Instruction »
Using the excerpt on the Braidwood block walls, explain why a differential pressure developed across the block wall in the turbine building HELB scenario.

Source excerpt »
──────────────────────────────
Safety-related auxiliary building block walls at Braidwood were previously evaluated for seismic loads in accordance with the Interim Criteria for Safety-Related Masonry Wall Evaluation, provided in NUREG-0800 (Standard Review Plan), Attachment A, Section 3.8.4, Other Category I Structures. The subject walls, consisting of 12-inch thick unreinforced hollow masonry units, were divisional separation walls in the auxiliary building required to maintain the fire and ventilation barrier function while not failing in a manner that would adversely affect safety-related equipment. An overload of the wall could result in structural elements, concrete blocks, steel columns, etc., impacting the safety-related equipment. These walls were assumed to span horizontally in the evaluations and steel columns were provided for additional support along the length of the walls as needed to limit the spans. The HELB analyses at the time did not identify any pressure loading on the walls resulting from postulated pipe breaks.
During a turbine building HELB design basis reconstitution effort, the licensee identified the existence of differential pressure on certain auxiliary building safety-related block walls following postulated pipe break events. The HELB scenario involved a pipe break in the turbine building which initially communicates with the auxiliary building rooms through open fire dampers. After a period of time (200 seconds) as the temperature rises, the fire damper in one room closed while the fire damper in the other room failed to close (single active failure assumption), resulting in a buildup of a differential pressure across the block wall separating the two rooms served by the dampers. The licensee performed a functionality evaluation for the subject walls to demonstrate that the walls, while exceeding the design basis allowable stresses, would remain functional. The licensees evaluation used higher allowable stresses based on masonry test results documented in the UFSAR. Based on the evaluation, the licensee considered the walls to be functional and non-conforming and planned corrective actions to return the walls to conformance through more refined analyses and/or field modifications.
The inspectors noted that the functionality evaluation did not consider seismic loads acting concurrently with pressure loads due to the pipe break. The Standard Review Plan, Attachment A, Section 3.8.4, which was consistent with the design basis described in the Braidwood UFSAR, required consideration of the following load combinations:
1. D + L + 1.5 Pa
2. D + L + 1.25 Pa + 1.25 E
3. D + L + Pa + E
(D = dead load, L = Live loads, E = operating basis earthquake, E = safe shutdown earthquake, Pa = Pipe break pressure load; terms not applicable are omitted in the above load combinations)
──────────────────────────────
Source data
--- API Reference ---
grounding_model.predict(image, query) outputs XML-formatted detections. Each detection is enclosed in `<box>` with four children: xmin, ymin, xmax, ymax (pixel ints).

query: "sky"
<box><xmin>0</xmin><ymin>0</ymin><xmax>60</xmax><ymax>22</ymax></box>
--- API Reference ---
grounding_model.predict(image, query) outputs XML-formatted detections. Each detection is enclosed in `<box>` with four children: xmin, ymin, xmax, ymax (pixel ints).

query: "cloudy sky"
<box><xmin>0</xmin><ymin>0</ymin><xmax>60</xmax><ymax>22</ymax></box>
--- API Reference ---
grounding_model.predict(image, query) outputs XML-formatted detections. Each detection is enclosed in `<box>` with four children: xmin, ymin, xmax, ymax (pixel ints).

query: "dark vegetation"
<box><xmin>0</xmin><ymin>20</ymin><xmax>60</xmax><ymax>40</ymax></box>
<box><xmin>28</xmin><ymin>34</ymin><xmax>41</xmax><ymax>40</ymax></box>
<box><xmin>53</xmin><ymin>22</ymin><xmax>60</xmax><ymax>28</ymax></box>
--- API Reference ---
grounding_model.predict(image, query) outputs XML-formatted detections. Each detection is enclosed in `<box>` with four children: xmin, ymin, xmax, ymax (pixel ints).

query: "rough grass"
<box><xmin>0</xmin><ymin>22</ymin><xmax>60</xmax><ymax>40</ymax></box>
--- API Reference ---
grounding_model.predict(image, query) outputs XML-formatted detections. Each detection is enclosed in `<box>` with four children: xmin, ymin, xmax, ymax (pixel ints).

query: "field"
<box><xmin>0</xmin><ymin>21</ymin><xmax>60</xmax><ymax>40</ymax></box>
──────────────────────────────
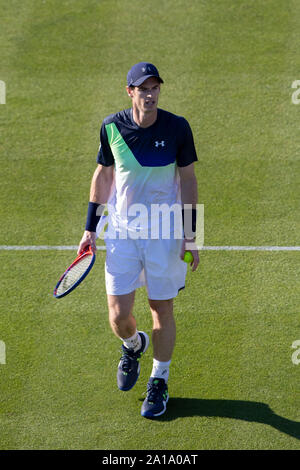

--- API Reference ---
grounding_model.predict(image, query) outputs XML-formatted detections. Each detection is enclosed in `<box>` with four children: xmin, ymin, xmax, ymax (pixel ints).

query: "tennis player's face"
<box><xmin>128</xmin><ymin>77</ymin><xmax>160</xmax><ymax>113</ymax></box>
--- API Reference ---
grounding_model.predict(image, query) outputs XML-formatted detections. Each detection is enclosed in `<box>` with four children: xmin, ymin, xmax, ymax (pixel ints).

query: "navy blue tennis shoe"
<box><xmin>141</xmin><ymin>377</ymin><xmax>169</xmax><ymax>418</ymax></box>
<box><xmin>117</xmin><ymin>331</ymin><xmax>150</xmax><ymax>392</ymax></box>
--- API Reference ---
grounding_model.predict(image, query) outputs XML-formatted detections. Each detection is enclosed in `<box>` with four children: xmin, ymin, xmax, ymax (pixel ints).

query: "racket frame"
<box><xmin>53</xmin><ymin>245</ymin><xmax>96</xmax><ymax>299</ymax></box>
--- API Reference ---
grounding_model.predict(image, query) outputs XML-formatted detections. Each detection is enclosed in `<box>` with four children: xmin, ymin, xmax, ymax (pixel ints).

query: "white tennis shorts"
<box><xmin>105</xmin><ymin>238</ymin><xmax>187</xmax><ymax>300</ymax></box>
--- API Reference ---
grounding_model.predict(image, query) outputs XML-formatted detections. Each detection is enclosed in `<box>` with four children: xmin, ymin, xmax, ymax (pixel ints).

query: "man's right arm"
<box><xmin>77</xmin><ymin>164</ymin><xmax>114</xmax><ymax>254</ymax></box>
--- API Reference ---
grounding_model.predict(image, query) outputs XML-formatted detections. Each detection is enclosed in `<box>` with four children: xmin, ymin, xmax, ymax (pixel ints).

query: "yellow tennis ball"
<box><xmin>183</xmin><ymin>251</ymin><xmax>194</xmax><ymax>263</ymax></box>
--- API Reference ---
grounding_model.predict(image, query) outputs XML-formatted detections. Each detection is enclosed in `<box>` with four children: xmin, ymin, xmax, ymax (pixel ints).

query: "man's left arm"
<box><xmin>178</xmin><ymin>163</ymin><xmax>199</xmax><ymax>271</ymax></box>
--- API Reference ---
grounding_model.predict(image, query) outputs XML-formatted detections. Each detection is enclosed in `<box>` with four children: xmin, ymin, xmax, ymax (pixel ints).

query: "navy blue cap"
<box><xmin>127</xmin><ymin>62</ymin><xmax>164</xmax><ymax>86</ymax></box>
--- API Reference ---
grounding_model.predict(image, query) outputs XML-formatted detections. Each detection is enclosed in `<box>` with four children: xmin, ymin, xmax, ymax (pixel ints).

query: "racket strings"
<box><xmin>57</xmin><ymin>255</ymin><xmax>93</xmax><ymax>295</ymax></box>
──────────────────────────────
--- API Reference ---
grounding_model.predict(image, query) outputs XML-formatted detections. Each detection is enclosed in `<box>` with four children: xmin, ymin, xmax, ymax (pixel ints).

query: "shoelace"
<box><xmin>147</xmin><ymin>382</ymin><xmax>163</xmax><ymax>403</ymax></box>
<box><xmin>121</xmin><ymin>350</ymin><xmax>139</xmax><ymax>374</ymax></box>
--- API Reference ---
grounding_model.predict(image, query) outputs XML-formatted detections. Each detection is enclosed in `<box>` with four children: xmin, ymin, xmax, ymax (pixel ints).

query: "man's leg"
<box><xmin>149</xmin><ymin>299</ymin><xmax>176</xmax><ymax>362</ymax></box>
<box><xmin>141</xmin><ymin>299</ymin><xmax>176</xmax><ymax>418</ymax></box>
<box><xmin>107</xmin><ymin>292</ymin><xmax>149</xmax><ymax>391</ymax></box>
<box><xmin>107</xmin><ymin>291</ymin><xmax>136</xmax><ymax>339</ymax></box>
──────────────────────────────
Full response »
In the scenario, a pipe break in the turbine building first communicates with the auxiliary building rooms through open fire dampers. After 200 seconds, as the temperature rises, the fire damper in one room closes while the damper in the other room fails to close under the single active failure assumption. This causes a differential pressure to build up across the block wall separating the two rooms served by the dampers.